======== PAGE EXCERPT

Titus Andronicus / Craig Finn - No Faith / No Future / No Problem (Cover Artwork)

Titus Andronicus / Craig Finn

No Faith / No Future / No Problem (2016)

self-released


I love (legal) free downloads, I love cover versions and I love the Hold Steady. So I'm predisposed to like No Faith / No Future / No Problem, the free digital split released to promote Hold Steady frontman Craig Finn's spring tour with New Jersey indie rock lunatics Titus Andronicus. The split finds each covering one of the other's songs, the gimmick being that both songs have the same title, "No Future" - an arrangement that gave Finn significantly more choice, given Titus Andronicus' habit of reusing that title.

Titus Andronicus are up first, tackling Finn's "No Future" from his 2012 solo debut Clear Heart Full Eyes. At their best Titus Andronicus are a multi-headed beast of a band, at once spastic and cerebral. It can be hard to keep track of how many people are in the band and what the hell they're all doing. Not so here, but wild-bearded frontman Patrick Stickles' stripped down version hits all the right notes.

================

REQUIRED ACTION 1
Answer these from the review above:
(a) Which band is Craig Finn the frontman of?
(b) Which record does Finn's "No Future" come from?
(c) Who is the frontman of Titus Andronicus?
REQUIRED ACTION 2
Copy the stretch of the review from "Titus Andronicus are up" through "the right notes." word for word.
REQUIRED ACTION 3
Go on with the review of the No Future split, picking up after its last sentence.

======== DATA SECTION

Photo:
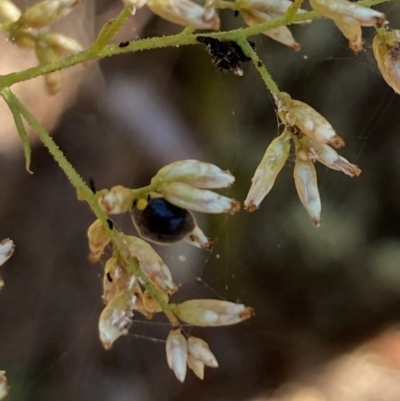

================

EXERCISE ANSWER 1
(a) The Hold Steady.
(b) His 2012 solo debut, Clear Heart Full Eyes.
(c) Patrick Stickles.

EXERCISE ANSWER 2
Titus Andronicus are up first, tackling Finn's "No Future" from his 2012 solo debut Clear Heart Full Eyes. At their best Titus Andronicus are a multi-headed beast of a band, at once spastic and cerebral. It can be hard to keep track of how many people are in the band and what the hell they're all doing. Not so here, but wild-bearded frontman Patrick Stickles' stripped down version hits all the right notes.

EXERCISE ANSWER 3
For me, Finn's original wasn't one of the highlights of his first album. While lyrically interesting (Finn's words are always worth listening to, and "By the way that you picked up the phone / I could tell that you weren't gonna die" is a killer opening line) it was a little one-paced, lacking the Hold Steady's spark. I'm usually a fan of his speak-sing style, but on this song his vocals never got out of first gear.  It almost sounded like he'd recorded a guide vocal, and forgotten to rerecord it with any emotion. The Titus Andronicus take is a little looser - Stickles doesn't do much new with the song, but his vocals impart more feeling than Finn's original, nudging the song closer to the defiant anthem that it deserved to be with lyrics like "I suppose you thought that I'd be shaken up / I suppose you thought I'd be gushing blood / Not true / I only died on the inside".

Then it's over to Finn to tackle Titus Andronicus' "No Future". For clarity, this is "No Future Part I" from The Airing Of Grievances as opposed to the four subsequent parts that emerged over the course of The Monitor and The Most Lamentable Tragedy.  It's interesting to hear a Titus Andronicus song shorn of all the bells and whistles (and fully three minutes shorter than the original) and, much like the previous cover, the minimal instrumentation allows the lyrics to take centre stage. “Life’s been a long sick game of ‘Would You Rather’ / So now I’m going to medical school as a cadaver” is probably my favourite couplet, and the “good times, good times are here again” outro works nicely reduced to just Finn’s resigned voice.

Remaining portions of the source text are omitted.